## ЦИТИРУЕМЫЙ ФРАГМЕНТ
□ □ □

Критика буржуазной «институции
искусства», поддержанная к тому же
колоссальным государственным ресурсом,
остается до сих пор непревзойденной.
Все еще можно прочитать сетования на
то, что в советском искусстве многое к
выставкам не допускалось — в первую
очередь, абстракция и прочие виды
«формализма»; о формализме ниже, но если
внимательно присмотреться, то бросается
в глаза, что на выставках этого времени,
напротив, демонстрировались по крайней
мере три вида экспонатов, которые до
сих пор остаются категорически
неприемлемыми для системы интернационального
«современного искусства».
Во-первых,
непрофессиональное искусство, во
всем мире исключенное из системы
медиальных «звезд». В случае советского
искусства речь шла даже не просто о
бригадном труде вместе с рабочими (что
могло бы напомнить о современных проектах
Томаса Хиршхорна): крупнейшие
государственные музеи закупали в
1930–1931 годах самодеятельное искусство
(и затем в 1950-е — 1960-е, при первой же
возможности, избавлялись от него,
списывая в Архив художественных
произведений МК СССР в Загорске, что
хорошо видно на примере картотеки учета
Третьяковской галереи).

□ □ □

Записи для определения местоположения:
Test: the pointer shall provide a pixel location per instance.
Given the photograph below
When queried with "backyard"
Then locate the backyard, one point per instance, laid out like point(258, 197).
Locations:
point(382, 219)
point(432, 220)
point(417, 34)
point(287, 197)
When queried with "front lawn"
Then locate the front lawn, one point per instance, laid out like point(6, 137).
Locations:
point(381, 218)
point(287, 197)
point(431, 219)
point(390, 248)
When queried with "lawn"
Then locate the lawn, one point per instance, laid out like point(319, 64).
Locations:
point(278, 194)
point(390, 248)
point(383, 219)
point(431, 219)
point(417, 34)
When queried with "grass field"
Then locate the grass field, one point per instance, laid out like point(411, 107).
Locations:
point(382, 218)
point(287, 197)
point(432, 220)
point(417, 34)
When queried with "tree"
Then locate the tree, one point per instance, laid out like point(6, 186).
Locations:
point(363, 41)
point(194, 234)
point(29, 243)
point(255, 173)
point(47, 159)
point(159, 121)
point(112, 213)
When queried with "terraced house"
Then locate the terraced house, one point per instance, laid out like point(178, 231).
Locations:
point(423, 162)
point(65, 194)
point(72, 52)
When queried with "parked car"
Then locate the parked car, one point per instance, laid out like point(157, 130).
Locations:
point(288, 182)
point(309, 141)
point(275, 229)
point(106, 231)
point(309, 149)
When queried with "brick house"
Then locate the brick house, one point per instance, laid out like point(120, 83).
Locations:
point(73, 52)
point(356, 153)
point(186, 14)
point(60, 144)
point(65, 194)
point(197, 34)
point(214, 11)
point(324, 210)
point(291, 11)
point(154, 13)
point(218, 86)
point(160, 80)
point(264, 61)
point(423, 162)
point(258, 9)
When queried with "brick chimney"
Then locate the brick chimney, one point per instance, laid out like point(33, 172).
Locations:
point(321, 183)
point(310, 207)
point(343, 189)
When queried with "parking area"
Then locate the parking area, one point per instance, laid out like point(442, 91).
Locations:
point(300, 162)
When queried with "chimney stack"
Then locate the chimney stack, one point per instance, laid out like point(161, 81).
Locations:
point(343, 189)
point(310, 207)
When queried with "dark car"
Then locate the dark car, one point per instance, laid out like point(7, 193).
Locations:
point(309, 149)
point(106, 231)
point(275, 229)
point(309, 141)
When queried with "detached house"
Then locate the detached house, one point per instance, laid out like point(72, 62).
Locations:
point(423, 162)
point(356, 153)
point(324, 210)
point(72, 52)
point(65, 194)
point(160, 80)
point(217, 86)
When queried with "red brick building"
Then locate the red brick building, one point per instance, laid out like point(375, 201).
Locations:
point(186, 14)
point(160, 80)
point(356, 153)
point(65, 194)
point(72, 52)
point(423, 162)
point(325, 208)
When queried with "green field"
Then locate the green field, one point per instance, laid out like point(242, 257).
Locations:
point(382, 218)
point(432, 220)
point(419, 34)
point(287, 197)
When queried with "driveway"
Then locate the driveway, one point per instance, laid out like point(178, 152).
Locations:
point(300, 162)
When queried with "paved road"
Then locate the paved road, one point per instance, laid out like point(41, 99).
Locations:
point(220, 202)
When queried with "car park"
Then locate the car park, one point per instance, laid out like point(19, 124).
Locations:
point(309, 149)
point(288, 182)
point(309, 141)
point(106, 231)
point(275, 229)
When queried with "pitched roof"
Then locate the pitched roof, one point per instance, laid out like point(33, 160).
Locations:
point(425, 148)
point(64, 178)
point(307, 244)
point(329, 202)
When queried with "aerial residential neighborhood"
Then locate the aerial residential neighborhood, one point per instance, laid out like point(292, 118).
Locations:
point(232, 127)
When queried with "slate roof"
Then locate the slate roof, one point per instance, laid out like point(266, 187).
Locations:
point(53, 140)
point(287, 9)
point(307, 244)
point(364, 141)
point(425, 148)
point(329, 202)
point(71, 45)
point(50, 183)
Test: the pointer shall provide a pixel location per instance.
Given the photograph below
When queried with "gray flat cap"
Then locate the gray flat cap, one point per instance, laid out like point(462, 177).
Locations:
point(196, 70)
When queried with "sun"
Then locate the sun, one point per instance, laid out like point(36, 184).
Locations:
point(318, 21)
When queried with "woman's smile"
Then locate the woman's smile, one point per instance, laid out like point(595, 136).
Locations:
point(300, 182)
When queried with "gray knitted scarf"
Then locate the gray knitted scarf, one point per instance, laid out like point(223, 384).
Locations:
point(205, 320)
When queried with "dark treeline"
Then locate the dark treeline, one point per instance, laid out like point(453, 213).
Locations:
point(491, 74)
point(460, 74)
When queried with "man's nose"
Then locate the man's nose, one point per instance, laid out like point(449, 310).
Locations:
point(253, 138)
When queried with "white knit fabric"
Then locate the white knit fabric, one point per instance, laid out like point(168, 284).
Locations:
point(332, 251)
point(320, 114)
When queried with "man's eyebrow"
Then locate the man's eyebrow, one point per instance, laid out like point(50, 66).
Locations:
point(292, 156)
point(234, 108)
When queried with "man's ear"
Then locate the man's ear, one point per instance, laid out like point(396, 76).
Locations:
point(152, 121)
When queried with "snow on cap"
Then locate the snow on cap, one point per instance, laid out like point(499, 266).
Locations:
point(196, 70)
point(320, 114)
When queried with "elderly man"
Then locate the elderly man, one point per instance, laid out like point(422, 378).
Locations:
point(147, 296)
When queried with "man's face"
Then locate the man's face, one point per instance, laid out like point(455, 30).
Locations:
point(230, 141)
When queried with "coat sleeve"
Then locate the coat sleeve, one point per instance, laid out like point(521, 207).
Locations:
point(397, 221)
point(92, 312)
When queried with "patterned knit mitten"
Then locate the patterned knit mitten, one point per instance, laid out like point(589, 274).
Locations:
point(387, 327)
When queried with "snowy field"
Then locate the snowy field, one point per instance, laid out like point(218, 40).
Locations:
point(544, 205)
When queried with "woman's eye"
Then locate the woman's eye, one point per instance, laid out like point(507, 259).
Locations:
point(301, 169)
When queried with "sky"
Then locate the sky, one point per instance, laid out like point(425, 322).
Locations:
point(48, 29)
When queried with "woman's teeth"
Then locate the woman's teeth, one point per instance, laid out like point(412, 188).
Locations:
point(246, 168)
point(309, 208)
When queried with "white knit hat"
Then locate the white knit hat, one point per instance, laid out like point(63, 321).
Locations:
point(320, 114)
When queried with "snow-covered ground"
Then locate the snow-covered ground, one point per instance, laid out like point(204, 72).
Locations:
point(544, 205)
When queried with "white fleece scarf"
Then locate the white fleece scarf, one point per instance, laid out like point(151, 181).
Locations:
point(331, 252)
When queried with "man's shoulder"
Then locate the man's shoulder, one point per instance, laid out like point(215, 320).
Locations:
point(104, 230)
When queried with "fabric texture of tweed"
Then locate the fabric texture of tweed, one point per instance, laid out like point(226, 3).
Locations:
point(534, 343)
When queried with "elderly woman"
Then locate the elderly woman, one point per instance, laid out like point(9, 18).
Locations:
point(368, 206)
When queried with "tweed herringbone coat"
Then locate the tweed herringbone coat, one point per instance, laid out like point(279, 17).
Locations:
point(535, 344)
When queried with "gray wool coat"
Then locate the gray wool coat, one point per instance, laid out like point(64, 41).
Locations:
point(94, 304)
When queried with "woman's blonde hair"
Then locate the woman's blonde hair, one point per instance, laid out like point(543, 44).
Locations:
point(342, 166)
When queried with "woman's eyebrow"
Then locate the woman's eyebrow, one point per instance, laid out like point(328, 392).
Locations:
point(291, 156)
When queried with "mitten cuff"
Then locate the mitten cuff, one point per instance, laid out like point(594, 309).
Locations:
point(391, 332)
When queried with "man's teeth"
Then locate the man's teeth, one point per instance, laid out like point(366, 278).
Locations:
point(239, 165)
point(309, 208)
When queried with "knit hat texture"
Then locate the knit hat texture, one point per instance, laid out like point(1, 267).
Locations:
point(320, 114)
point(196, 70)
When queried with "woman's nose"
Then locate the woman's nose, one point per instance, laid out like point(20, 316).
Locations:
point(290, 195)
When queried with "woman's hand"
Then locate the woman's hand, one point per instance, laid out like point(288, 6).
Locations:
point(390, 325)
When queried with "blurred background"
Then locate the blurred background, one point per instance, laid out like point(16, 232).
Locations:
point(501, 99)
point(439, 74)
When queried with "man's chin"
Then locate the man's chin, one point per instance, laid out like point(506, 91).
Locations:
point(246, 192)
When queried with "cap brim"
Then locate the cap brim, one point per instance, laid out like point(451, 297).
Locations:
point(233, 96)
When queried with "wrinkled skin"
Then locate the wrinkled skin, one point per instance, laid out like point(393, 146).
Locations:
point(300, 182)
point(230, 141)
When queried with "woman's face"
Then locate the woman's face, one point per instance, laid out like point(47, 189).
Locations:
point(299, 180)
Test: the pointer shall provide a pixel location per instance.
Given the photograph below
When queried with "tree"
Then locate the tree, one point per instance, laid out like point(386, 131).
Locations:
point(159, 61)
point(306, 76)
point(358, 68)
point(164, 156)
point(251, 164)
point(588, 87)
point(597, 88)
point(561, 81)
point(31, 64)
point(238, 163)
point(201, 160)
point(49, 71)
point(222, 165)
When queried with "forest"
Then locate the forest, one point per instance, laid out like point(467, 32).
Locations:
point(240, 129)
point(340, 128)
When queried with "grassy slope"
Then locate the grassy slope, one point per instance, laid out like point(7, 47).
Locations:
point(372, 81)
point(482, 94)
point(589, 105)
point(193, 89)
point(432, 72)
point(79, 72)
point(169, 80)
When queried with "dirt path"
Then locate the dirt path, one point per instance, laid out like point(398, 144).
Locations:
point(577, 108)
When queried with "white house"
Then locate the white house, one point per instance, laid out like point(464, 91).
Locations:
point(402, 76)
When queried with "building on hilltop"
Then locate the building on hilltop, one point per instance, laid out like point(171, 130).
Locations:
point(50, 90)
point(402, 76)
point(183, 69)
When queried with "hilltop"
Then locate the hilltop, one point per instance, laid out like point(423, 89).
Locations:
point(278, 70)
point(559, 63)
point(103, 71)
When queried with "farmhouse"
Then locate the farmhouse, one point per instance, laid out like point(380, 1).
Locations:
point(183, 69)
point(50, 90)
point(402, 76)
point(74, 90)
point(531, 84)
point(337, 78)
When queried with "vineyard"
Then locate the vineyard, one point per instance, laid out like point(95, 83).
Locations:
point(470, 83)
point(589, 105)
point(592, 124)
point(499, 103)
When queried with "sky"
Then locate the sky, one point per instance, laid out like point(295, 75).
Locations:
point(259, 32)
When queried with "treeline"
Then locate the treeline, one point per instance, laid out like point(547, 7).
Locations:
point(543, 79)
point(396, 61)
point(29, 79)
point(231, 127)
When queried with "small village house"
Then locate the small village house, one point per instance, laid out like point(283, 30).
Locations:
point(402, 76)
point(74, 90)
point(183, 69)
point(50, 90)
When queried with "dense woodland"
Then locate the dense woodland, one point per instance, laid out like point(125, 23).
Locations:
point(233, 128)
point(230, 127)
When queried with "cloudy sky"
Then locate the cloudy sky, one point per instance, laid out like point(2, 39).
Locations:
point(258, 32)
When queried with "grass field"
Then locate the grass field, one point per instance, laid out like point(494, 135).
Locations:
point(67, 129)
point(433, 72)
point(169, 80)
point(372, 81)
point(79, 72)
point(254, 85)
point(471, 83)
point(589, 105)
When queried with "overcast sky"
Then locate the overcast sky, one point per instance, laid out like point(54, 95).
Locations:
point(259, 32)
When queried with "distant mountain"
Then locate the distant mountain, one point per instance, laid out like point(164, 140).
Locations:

□ □ □

## КОРОТКАЯ ЗАДАЧА 1
Определите, согласуется ли каждое утверждение с фрагментом о советском искусстве; ответ «да» или «нет» подтвердите дословной цитатой из фрагмента.
(a) Крупнейшие государственные музеи закупали самодеятельное искусство в 1950-е годы.
(b) Самодеятельное искусство списывали в Архив художественных произведений МК СССР в Загорске.
(c) Непрофессиональное искусство во всем мире включено в систему медиальных «звезд».
## КОРОТКАЯ ЗАДАЧА 2
Ответьте на вопросы по фрагменту о советском искусстве:
(a) Чем, помимо прочего, поддерживалась критика буржуазной «институции искусства»?
(b) Сколько видов экспонатов, неприемлемых для системы интернационального «современного искусства», демонстрировалось на выставках того времени?
(c) Картотека учета какого музея приведена как пример списания самодеятельного искусства?

## РЕШЕНИЕ 1
(a) Нет: «закупали в 1930–1931 годах самодеятельное искусство (и затем в 1950-е — 1960-е, при первой же возможности, избавлялись от него».
(b) Да: «списывая в Архив художественных произведений МК СССР в Загорске».
(c) Нет: «во всем мире исключенное из системы медиальных «звезд»».

## РЕШЕНИЕ 2
(a) Колоссальным государственным ресурсом.
(b) По крайней мере три.
(c) Третьяковской галереи.